— begin Source material —

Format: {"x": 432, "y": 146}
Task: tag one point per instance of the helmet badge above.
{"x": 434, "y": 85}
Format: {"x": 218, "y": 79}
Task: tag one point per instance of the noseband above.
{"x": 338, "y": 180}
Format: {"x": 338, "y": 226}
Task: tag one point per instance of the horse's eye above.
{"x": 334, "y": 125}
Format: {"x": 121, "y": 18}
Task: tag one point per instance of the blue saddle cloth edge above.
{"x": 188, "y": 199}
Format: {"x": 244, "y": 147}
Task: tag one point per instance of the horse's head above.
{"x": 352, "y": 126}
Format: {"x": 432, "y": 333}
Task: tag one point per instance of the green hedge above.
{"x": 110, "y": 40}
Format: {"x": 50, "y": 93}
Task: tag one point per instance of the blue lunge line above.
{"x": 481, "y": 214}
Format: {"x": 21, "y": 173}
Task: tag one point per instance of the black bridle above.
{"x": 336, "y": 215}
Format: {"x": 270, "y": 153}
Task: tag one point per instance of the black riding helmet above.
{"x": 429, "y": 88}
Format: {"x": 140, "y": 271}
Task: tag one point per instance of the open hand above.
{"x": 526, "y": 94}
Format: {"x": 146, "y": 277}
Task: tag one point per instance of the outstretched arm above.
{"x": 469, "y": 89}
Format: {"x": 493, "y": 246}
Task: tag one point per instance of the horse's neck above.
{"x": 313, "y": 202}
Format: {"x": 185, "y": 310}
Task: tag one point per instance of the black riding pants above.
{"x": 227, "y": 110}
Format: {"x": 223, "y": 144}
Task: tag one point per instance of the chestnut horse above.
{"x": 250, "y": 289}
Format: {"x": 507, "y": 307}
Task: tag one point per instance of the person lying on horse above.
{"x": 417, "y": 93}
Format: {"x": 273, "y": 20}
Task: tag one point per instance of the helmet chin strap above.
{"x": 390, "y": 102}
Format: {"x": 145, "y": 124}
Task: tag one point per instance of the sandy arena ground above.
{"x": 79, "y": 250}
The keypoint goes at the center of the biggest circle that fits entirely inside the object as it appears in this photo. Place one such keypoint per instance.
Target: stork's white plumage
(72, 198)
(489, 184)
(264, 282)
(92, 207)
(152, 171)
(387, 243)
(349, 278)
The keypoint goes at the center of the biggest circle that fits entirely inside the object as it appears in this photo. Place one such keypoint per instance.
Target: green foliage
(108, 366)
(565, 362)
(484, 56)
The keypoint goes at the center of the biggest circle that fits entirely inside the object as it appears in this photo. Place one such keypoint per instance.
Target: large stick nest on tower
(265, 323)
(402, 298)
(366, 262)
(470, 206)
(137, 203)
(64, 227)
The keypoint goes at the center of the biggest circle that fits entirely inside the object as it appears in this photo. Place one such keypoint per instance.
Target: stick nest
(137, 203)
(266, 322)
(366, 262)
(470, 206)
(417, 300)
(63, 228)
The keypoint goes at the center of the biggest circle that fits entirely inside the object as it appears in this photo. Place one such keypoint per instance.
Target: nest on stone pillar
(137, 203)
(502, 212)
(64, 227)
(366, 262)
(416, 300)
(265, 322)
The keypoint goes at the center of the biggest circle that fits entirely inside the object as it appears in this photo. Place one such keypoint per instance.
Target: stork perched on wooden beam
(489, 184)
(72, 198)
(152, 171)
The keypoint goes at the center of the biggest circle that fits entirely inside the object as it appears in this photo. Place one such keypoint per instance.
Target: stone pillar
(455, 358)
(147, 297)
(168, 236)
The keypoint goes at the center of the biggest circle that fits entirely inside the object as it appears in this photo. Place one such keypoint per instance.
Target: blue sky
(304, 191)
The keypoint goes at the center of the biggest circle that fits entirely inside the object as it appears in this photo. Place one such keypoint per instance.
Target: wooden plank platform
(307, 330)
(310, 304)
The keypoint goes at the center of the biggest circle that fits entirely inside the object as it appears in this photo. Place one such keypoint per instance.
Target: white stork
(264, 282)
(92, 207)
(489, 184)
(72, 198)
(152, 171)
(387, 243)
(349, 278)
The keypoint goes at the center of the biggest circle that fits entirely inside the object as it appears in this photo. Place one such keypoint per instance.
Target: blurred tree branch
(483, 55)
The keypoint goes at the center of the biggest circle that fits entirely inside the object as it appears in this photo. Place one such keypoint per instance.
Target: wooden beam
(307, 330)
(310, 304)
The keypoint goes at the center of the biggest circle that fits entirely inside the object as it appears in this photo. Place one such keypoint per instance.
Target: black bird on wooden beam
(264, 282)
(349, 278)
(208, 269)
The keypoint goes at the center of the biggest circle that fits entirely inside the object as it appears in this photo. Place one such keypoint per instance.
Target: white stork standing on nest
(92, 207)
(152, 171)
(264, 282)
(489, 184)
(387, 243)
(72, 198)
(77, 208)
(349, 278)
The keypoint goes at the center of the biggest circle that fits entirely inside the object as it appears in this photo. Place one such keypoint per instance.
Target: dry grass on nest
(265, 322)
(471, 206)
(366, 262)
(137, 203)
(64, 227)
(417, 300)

— end Source material —

*Written problem*
Extract each line from the records above that contains the word "beam". The match is case-sensitive.

*Solution to this problem*
Target: stork perched on wooden beam
Target: wooden beam
Target: black bird on wooden beam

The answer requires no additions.